▸ **Исходный текст**:
..............................

Была как-то у меня очередная беседа с А. И. Микояном по телефону. Выяснив всё, что его интересовало, Анастас Иванович спросил:

— Как там племянник мой воюет?

— Какой племянник?

— Саша Погосов.

Сразу после беседы я вызвал Сашу к себе.

—… Капитан Погосов по вашему приказанию прибыл.

— Ты что меня подводишь?

— Чем?!

— Почему я не знаю, чей ты племянник?

— Но ведь племянник не звание, не должность, — возразил Погосов.

А тогда, на льдине, он поднял нам настроение шутливой телеграммой.

Но нам было не до заказов, все помогали Петру Петровичу Ширшову.

Выбирая час-другой, я занимался хозяйством. Сделал подвесной столик для гидрологических проб Ширшова, у койки соорудил столик для хранения мелочей, которые могут пригодиться в любую минуту. И пока работал, ворчал вполголоса. Характер у меня, что ли, такой — терпеть не могу писанины. Думал, на полюсе от неё отдохну. Оказалось, здесь её невпроворот: дневник, корреспонденции, ответы на телеграммы. Больше же всего мучал меня дневник. Он и сегодня хранится у меня — большие толстые тетради, густо исписанные карандашом…

17 июня мне не дало уснуть сообщение Кренкеля:

— Через два часа из Москвы в Америку вылетает Чкалов! Ворочался я, ворочался, а перед глазами — Москва.

В тот день мне плохо работалось. Другим — тоже. Эрнст, конечно, понимал наше состояние, то и дело информировал:

— Вылетели.

— Лёгкое обледенение.

— Небольшая тряска в моторе.

— Полет проходит благополучно.

..............................

▸ **Перечень пунктов**:
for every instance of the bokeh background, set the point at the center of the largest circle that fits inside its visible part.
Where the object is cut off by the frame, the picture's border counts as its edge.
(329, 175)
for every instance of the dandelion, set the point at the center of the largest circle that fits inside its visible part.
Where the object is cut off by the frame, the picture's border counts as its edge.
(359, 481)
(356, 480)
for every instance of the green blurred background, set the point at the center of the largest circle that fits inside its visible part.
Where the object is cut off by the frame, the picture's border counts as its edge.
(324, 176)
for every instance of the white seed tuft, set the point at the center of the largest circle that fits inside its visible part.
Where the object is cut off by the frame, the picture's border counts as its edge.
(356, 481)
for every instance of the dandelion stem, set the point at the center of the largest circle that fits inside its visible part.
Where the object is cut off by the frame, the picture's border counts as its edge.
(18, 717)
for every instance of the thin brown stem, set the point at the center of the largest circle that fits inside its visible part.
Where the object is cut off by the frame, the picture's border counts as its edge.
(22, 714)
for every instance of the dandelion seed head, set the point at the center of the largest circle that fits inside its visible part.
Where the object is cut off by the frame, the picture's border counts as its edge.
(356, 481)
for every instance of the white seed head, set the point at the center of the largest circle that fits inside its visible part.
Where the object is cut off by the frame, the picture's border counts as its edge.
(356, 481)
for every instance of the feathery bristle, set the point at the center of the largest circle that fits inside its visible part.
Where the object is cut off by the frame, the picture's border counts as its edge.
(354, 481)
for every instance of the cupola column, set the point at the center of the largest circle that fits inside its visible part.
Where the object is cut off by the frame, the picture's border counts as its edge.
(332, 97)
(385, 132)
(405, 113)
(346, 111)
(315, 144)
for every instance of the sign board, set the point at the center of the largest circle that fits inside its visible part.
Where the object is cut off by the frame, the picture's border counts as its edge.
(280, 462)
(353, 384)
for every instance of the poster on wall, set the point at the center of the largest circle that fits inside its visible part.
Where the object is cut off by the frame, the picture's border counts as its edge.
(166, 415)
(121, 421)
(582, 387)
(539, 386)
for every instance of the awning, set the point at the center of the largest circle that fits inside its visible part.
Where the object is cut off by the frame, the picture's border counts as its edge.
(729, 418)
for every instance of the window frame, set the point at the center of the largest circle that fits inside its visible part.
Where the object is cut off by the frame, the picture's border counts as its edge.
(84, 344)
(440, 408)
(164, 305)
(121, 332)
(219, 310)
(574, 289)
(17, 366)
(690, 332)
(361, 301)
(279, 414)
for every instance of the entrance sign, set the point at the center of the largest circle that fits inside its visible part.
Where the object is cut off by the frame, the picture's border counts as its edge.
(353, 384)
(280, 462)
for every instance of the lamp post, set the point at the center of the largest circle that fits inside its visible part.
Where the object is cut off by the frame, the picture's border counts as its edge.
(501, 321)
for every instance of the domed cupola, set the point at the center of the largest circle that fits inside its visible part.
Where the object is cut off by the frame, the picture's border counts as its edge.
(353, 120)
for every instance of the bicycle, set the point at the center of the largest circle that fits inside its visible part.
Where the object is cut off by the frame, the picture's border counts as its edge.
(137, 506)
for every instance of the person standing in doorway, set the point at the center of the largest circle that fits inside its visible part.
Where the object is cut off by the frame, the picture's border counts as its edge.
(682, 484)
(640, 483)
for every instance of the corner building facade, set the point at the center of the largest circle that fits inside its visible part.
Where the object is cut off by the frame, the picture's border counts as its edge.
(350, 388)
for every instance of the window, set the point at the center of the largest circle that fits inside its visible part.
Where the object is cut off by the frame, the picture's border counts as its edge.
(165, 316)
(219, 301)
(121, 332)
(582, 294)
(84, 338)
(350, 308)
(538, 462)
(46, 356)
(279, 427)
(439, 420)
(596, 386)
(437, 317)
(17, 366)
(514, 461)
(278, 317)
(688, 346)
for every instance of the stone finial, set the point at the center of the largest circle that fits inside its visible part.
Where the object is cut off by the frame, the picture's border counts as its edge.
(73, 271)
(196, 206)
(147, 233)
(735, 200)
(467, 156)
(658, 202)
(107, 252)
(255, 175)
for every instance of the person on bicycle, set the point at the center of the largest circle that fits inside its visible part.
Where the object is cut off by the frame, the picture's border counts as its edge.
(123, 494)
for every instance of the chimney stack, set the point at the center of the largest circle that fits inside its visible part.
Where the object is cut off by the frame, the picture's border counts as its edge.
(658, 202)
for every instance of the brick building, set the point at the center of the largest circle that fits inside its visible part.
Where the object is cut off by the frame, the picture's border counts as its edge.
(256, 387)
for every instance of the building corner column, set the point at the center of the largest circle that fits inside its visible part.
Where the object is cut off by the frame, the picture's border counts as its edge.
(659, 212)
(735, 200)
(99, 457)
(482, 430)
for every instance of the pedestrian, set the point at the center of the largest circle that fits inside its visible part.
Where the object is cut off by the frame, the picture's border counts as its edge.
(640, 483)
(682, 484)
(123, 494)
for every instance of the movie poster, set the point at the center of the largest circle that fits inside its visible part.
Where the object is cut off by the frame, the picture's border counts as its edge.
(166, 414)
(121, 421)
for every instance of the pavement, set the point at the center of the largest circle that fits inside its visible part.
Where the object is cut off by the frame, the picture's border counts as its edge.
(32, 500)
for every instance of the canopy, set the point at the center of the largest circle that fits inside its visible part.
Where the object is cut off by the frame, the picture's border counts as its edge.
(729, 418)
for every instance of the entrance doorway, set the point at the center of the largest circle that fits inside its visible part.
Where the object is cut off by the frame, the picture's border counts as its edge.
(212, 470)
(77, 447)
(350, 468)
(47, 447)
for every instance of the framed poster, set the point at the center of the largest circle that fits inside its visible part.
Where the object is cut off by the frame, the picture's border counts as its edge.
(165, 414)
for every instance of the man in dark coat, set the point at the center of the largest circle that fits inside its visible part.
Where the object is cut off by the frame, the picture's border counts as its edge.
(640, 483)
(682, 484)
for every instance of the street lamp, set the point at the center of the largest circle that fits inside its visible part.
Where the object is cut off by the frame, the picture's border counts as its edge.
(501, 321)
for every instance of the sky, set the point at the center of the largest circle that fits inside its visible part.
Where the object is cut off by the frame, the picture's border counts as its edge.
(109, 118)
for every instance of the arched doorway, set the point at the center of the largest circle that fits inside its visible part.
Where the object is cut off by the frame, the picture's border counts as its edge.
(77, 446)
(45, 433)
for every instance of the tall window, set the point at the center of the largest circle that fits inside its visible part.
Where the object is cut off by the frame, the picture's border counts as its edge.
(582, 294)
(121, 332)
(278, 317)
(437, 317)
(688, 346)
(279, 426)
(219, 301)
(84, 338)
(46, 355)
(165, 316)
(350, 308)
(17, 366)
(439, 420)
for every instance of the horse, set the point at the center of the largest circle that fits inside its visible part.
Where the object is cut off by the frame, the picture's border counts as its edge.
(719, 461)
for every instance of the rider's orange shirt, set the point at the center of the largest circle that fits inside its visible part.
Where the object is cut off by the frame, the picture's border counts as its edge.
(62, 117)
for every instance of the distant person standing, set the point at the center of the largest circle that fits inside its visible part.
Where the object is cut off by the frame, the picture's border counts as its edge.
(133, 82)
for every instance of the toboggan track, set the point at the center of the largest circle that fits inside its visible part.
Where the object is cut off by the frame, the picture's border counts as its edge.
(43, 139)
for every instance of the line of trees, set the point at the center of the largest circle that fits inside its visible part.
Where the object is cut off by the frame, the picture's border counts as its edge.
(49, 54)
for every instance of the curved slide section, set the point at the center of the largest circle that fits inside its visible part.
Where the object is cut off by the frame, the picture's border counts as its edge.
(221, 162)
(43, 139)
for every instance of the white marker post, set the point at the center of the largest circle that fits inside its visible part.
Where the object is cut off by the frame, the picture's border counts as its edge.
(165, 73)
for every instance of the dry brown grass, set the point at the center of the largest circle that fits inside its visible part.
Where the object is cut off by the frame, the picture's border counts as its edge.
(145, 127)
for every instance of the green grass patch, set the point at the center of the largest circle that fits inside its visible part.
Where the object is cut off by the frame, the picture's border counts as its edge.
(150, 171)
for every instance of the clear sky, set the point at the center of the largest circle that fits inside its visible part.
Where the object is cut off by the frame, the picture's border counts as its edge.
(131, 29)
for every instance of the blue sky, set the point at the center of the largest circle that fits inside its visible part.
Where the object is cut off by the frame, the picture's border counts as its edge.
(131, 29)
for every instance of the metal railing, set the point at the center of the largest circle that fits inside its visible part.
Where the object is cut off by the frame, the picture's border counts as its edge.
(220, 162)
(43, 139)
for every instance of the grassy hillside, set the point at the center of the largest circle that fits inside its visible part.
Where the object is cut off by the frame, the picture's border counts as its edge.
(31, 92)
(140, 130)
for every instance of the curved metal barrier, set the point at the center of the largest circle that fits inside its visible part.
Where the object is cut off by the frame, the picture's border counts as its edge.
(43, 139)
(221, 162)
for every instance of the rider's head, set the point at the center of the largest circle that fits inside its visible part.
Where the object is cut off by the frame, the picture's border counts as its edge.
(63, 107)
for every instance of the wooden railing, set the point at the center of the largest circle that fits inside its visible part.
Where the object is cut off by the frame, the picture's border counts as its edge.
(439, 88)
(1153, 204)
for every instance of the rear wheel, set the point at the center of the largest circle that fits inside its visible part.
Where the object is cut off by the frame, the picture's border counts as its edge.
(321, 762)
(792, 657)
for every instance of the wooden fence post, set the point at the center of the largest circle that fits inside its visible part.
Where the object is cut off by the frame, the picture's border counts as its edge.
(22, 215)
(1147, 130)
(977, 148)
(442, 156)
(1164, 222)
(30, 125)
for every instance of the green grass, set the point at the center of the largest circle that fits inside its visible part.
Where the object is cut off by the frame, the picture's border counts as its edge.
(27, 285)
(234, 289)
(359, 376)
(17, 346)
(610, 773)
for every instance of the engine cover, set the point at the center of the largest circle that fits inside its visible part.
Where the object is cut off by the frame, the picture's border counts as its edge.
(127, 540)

..............................

▸ **Что сделать**:
1) Кто, по сообщению Кренкеля в отрывке о жизни на льдине, вылетал из Москвы в Америку?
2) Пожалуйста, допишите продолжение отрывка о жизни на льдине, начав сразу после его последней фразы.
Пункты к этому никакого отношения не имеют.

▸ **Ответы по заданиям**:
1) Чкалов.

2)
Эрнст не расставался с наушниками, обед и ужин мы ему принесли в радиорубку. Так прошла ночь, в которую никто не сомкнул глаз. Около пяти утра Теодорыч пришёл к нам в палатку:

— На полпути между островом Рудольфа и полюсом. Потом ещё раз пришёл:

— Передали: «Идём по 58-му меридиану к полюсу. Справа — циклон. Слева — ровный облачный слой».

В 5.50 утра я услышал ровный, равномерный шум. Нет, не шум — гул.

— Самолёт!!!

Облака застилали все небо, а так хотелось увидеть самолёт с буквами «СССР» на борту! Гул все тише, тише… Совсем исчез. Вместе с ним исчезли и наши надежды на письма, газеты. Я задумался.

Кренкель тронул меня за плечо:

— Запускаем аварийку? Ветра нет, аккумуляторы сели, а нам Чкалова надо слушать: мы для них — последний советский пункт связи.

Запустили мотор.

— «Перевалили полюс. Попутный ветер. Видели ледяные поля с трещинами и разводьями. Настроение бодрое».

Жаль, нельзя ребятам послать тёплую радиограмму. Но до полного отбоя было ещё далеко, и Эрнст решил немного поспать: он не смыкал глаз более полутора суток.

Обычно мы ревниво следили за тем, когда кончались одни сутки, начинались другие. Только не в этот раз. Волновались за экипаж.

— Чкалов летит над Канадой. И наконец-то:

— Сел в Америке на аэродроме в Ванкувере! Мы дружно крикнули: «Уррра-а-а!»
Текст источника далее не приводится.